■ Belge Alıntısı

- - - -

Beslenme şeklinin hastalıklar üzerindeki etkileri bilinmektedir. Bu anlamda gelişen çağımızda sürekli araştırmalar yapılmakta ve her gün yeni bilgiler edinmekteyiz.
Kanser hastalıkları ise türlü tedavilere rağmen henüz kesin tedavisi olmayan hastalık türleridir. Son yapılan araştırmalar ile kadınlarda kanserlerin yüzde ellisi, erkeklerde ise yüzde otuzunun beslenme şekline bağlı olduğu belirtiliyor.
Uzmanlar; doğru beslenme ile kanser riskinin azaltıldığı ve son yapılan araştırmalar ile beslenme şeklinin her türlü kanser hastalıklarında yüzde yetmiş ve bu hastalıklar sonucu ölümlerde ise yüzde otuzbeş oranlarında etkisi olduğunun ispatlandığını açıklıyorlar.

- - - -

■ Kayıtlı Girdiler
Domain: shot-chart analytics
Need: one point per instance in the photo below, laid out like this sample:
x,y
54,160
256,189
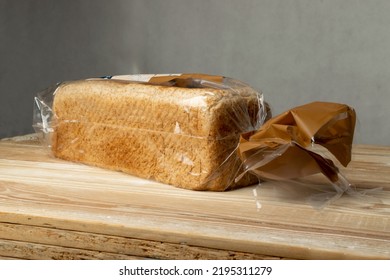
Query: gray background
x,y
294,51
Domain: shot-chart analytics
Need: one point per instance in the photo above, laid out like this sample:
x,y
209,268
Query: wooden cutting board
x,y
54,209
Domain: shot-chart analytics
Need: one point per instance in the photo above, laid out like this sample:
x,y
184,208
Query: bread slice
x,y
185,137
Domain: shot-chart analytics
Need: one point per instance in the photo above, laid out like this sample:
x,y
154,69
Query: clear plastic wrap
x,y
181,130
198,132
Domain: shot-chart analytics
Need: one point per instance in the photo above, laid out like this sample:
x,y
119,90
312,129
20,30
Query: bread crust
x,y
185,137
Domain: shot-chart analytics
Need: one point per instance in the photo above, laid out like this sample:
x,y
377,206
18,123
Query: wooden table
x,y
53,209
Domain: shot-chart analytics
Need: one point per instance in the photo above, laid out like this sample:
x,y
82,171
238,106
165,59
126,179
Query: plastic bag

- - - -

■ Çalışma Soruları
1) Beslenme ve kanser metnine göre kadınlarda kanserlerin yüzde kaçı beslenme şekline bağlıdır?
2) Beslenme ve kanser metninde "Beslenme şeklinin hastalıklar" ifadesinden başlayıp "yeni bilgiler edinmekteyiz." ifadesine kadar, bu ifade de dahil, olan kısmı aynen yazın.

■ Problem Çözümleri
1) Yüzde ellisi.

2)
Beslenme şeklinin hastalıklar üzerindeki etkileri bilinmektedir. Bu anlamda gelişen çağımızda sürekli araştırmalar yapılmakta ve her gün yeni bilgiler edinmekteyiz.